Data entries
******************************
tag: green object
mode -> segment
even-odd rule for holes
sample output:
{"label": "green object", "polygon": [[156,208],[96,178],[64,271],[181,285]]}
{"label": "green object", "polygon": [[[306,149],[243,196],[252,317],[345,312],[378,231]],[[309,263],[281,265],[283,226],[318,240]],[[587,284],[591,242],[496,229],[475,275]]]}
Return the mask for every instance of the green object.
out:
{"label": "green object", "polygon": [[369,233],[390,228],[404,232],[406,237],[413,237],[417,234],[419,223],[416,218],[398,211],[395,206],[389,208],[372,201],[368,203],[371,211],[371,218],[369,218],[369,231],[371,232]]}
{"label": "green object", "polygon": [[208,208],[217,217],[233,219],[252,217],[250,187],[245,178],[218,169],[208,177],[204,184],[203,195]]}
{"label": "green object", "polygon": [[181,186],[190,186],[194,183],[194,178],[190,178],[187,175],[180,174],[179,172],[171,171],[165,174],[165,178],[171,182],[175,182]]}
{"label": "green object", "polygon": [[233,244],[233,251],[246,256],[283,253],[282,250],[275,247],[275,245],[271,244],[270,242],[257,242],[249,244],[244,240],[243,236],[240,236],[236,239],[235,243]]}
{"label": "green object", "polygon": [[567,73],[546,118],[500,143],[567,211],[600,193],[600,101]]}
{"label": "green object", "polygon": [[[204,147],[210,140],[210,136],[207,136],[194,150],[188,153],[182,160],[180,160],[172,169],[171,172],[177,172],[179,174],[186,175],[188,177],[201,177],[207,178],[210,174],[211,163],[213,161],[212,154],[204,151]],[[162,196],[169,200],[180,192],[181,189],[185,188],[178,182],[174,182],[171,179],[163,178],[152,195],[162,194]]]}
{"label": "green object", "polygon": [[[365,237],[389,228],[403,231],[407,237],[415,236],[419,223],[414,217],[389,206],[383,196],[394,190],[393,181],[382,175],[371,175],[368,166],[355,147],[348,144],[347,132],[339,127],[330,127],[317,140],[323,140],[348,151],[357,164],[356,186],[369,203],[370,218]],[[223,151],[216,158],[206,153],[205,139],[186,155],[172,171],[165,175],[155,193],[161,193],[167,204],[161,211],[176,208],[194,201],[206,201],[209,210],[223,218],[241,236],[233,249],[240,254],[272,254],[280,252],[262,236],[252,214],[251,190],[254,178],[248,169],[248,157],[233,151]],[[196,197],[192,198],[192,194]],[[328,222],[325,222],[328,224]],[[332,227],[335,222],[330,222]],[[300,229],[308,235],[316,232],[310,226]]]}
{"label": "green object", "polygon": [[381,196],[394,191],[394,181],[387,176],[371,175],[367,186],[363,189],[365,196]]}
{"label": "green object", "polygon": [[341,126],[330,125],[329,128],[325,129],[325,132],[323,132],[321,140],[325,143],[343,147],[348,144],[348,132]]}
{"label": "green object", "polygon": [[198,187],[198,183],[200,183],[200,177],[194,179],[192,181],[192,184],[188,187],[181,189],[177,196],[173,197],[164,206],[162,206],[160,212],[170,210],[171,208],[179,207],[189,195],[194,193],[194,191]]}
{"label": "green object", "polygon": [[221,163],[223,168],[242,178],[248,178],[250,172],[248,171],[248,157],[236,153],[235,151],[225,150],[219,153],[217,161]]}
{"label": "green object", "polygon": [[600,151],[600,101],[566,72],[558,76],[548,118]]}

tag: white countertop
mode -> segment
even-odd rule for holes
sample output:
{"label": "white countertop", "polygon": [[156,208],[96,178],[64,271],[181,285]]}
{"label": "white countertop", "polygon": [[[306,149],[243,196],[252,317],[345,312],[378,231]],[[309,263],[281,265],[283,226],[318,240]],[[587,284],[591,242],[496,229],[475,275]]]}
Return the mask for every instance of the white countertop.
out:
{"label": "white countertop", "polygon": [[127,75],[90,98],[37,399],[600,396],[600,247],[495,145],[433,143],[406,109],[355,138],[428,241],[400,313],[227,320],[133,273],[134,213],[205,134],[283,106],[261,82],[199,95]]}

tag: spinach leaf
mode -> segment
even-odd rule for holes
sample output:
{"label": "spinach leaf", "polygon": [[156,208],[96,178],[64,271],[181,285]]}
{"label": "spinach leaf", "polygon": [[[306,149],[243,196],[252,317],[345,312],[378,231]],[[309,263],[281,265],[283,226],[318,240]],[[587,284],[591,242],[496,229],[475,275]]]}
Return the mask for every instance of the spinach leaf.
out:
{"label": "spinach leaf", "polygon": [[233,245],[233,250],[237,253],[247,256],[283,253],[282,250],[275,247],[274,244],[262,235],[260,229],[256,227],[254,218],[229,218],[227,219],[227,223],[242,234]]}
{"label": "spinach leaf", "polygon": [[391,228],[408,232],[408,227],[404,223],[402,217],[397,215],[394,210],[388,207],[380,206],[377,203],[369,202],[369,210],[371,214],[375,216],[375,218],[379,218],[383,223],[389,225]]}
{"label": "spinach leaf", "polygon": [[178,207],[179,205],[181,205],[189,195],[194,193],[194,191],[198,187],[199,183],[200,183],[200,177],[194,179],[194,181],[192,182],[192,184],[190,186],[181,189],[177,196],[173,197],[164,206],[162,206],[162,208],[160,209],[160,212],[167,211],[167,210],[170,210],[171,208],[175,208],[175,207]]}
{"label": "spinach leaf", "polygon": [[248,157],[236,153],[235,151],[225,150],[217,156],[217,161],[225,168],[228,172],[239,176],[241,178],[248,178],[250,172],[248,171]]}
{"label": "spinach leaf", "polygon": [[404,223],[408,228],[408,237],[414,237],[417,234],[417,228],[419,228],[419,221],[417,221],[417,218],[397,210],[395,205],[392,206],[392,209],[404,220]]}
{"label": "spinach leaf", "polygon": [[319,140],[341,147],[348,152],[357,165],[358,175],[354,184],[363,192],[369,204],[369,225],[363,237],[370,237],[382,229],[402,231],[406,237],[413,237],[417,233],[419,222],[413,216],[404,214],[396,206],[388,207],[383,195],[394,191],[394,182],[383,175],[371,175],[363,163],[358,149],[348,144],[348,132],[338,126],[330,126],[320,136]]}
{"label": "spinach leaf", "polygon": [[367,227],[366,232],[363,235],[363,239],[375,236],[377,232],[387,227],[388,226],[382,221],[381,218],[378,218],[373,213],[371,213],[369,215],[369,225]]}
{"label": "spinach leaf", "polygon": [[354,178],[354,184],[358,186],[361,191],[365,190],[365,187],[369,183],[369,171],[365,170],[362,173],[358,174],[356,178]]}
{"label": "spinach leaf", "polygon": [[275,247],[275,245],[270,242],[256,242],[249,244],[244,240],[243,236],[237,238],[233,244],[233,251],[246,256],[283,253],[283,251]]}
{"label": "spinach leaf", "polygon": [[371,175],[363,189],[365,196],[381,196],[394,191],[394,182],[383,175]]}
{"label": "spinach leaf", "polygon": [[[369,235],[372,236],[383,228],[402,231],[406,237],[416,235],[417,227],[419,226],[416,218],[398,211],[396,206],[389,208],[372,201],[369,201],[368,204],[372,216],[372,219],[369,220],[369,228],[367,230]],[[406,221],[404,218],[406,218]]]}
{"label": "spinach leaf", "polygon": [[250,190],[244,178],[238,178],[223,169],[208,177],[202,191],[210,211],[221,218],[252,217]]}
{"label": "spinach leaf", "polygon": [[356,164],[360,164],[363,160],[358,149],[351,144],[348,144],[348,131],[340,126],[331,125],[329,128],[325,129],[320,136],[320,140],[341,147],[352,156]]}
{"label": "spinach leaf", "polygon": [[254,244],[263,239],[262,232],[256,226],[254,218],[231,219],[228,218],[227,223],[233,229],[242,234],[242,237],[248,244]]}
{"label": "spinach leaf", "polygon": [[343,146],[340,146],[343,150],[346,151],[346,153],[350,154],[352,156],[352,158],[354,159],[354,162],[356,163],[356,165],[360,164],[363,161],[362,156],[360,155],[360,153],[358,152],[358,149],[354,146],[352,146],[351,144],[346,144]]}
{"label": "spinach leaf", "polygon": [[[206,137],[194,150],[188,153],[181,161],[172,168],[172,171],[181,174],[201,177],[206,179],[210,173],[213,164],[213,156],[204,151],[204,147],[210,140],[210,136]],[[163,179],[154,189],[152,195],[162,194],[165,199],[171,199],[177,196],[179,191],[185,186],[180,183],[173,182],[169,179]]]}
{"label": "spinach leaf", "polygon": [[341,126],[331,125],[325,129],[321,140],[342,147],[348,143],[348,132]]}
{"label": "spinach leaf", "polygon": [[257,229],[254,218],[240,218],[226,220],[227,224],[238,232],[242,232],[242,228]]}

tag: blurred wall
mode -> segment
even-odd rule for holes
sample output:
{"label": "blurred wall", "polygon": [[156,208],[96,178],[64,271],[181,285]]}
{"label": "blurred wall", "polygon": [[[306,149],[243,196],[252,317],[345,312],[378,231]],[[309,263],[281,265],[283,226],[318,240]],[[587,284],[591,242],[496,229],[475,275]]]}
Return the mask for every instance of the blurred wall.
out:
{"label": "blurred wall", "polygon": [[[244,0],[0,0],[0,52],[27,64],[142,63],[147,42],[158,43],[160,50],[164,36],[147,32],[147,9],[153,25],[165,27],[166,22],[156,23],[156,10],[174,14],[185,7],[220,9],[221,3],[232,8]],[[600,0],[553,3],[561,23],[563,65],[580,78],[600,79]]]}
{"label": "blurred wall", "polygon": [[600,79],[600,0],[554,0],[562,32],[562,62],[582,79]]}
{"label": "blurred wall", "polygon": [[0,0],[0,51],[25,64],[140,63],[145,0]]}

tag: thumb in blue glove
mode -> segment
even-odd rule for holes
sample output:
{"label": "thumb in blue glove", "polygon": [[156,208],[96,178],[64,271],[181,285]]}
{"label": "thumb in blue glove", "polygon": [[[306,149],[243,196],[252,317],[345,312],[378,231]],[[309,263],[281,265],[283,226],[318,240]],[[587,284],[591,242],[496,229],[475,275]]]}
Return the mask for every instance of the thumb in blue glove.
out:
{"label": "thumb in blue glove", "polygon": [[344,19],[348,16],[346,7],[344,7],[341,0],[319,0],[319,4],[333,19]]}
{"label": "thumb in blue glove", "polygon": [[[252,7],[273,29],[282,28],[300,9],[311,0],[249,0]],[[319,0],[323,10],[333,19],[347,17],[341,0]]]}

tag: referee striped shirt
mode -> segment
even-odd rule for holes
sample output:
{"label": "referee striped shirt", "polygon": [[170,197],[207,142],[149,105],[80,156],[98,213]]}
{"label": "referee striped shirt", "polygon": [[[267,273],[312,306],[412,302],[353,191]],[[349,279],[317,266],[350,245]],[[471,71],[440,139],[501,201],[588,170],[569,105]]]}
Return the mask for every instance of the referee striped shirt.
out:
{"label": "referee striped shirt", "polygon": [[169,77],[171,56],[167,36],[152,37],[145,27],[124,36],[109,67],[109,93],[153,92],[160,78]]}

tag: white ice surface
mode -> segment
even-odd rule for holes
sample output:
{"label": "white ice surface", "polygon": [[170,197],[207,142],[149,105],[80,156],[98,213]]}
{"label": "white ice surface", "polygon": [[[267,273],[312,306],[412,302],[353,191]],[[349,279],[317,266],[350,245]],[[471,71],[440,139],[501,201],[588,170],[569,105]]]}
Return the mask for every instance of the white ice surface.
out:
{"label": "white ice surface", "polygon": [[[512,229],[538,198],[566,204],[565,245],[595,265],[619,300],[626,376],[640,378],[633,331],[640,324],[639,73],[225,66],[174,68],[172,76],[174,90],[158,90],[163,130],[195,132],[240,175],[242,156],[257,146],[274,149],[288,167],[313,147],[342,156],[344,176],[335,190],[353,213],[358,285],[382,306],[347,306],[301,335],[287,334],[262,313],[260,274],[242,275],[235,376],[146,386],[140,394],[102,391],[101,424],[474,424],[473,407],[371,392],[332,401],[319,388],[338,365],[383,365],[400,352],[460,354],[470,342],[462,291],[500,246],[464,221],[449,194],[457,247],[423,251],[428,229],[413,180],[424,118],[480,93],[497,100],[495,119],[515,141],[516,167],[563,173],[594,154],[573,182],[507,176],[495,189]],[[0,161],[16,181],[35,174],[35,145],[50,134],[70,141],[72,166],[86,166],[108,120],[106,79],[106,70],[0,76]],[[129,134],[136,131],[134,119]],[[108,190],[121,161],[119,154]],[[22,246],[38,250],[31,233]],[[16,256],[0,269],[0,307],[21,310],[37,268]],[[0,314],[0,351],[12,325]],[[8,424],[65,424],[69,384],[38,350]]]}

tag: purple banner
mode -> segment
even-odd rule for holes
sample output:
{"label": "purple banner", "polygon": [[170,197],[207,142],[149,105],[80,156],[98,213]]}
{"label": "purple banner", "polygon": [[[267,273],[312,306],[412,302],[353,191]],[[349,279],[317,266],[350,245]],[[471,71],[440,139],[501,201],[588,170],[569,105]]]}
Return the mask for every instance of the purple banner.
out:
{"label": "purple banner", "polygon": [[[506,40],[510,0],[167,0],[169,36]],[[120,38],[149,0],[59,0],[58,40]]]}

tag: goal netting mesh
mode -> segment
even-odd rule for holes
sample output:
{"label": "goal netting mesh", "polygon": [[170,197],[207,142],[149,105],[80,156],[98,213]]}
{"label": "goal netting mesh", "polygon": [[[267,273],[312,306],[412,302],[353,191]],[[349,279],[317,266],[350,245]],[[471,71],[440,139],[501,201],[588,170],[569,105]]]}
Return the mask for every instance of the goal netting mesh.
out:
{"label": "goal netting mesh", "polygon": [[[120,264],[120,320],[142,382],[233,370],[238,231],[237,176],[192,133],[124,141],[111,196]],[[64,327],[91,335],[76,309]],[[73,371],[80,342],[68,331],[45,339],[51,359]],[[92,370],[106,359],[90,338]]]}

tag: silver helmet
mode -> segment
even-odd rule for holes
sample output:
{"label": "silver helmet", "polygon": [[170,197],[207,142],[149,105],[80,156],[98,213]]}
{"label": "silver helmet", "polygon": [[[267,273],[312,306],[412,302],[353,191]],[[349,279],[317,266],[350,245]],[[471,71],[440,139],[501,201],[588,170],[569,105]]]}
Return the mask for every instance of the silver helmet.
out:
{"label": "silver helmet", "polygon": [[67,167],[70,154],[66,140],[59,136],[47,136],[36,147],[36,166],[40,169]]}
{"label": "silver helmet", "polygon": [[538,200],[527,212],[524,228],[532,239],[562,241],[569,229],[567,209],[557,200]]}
******************************
Within this data, count the lines that include the string "every" and write the number with nothing else.

10